TASK OBJECTIVE
Put every line of the records below into a JSON list of strings, one string per line, and leave out any blank lines.

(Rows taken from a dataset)
============================================================

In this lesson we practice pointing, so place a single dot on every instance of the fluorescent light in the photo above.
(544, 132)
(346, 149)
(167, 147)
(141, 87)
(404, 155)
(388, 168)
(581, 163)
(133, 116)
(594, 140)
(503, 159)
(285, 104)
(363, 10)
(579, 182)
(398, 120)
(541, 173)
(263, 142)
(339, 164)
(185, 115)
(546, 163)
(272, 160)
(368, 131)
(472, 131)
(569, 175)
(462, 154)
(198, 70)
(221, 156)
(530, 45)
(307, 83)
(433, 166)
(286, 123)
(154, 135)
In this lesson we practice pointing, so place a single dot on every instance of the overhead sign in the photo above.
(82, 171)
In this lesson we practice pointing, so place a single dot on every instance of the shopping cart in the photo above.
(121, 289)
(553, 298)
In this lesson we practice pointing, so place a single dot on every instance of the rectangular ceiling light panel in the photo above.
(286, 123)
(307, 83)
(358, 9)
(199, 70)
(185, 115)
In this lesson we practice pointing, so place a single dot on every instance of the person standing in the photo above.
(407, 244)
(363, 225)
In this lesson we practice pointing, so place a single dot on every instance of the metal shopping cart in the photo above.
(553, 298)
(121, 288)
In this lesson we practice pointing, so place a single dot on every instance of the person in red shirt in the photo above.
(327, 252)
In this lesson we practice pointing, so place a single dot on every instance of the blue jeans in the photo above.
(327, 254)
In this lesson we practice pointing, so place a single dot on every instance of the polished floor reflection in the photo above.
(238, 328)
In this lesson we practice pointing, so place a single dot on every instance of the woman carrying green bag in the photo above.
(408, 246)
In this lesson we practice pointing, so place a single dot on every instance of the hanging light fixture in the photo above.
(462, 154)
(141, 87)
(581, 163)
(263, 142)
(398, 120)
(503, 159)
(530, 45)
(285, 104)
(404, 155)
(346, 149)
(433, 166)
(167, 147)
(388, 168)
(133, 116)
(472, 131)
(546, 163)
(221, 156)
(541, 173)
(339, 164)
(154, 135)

============================================================

CORRECT RESPONSE
[
  "In this lesson we practice pointing, so place a single dot on every instance of the fluorescent light in the photo above.",
  "(544, 132)",
  "(346, 149)",
  "(167, 147)",
  "(141, 87)",
  "(404, 155)",
  "(388, 168)",
  "(581, 163)",
  "(133, 116)",
  "(594, 140)",
  "(503, 159)",
  "(285, 104)",
  "(363, 10)",
  "(579, 182)",
  "(398, 120)",
  "(541, 173)",
  "(263, 142)",
  "(339, 164)",
  "(185, 115)",
  "(546, 163)",
  "(272, 160)",
  "(368, 131)",
  "(472, 131)",
  "(569, 175)",
  "(462, 154)",
  "(198, 70)",
  "(221, 156)",
  "(530, 45)",
  "(307, 83)",
  "(433, 166)",
  "(286, 123)",
  "(154, 135)",
  "In this lesson we practice pointing, so place a single dot on every instance of the overhead sign in the photo above.",
  "(82, 171)",
  "In this lesson we practice pointing, so place a single dot on every instance of the shopping cart in the photo above.",
  "(121, 289)",
  "(553, 298)",
  "In this lesson we practice pointing, so place a single dot on every instance of the rectangular ceiling light panel in the photo above.",
  "(286, 123)",
  "(307, 83)",
  "(358, 9)",
  "(199, 70)",
  "(185, 115)",
  "In this lesson we practice pointing, so place a single dot on every instance of the person standing in the photo above.",
  "(407, 244)",
  "(363, 225)",
  "In this lesson we practice pointing, so place a single dot on every instance of the metal shopping cart in the photo above.",
  "(553, 298)",
  "(121, 288)",
  "In this lesson we practice pointing, so place a single dot on every instance of the person in red shirt in the photo above.",
  "(327, 252)",
  "In this lesson we practice pointing, so place a single dot on every instance of the blue jeans in the photo above.",
  "(327, 254)",
  "In this lesson we practice pointing, so place a single dot on every instance of the polished floor reflection in the photo above.",
  "(238, 328)",
  "In this lesson we practice pointing, so place a single dot on every instance of the woman carrying green bag in the photo above.",
  "(408, 246)",
  "In this lesson we practice pointing, so place a single dot on every instance of the hanging light fixture in the photo above.",
  "(462, 154)",
  "(141, 87)",
  "(581, 163)",
  "(263, 142)",
  "(398, 120)",
  "(503, 159)",
  "(530, 45)",
  "(285, 104)",
  "(404, 155)",
  "(346, 149)",
  "(433, 166)",
  "(167, 147)",
  "(388, 168)",
  "(133, 116)",
  "(472, 131)",
  "(546, 163)",
  "(221, 156)",
  "(541, 173)",
  "(339, 164)",
  "(154, 135)"
]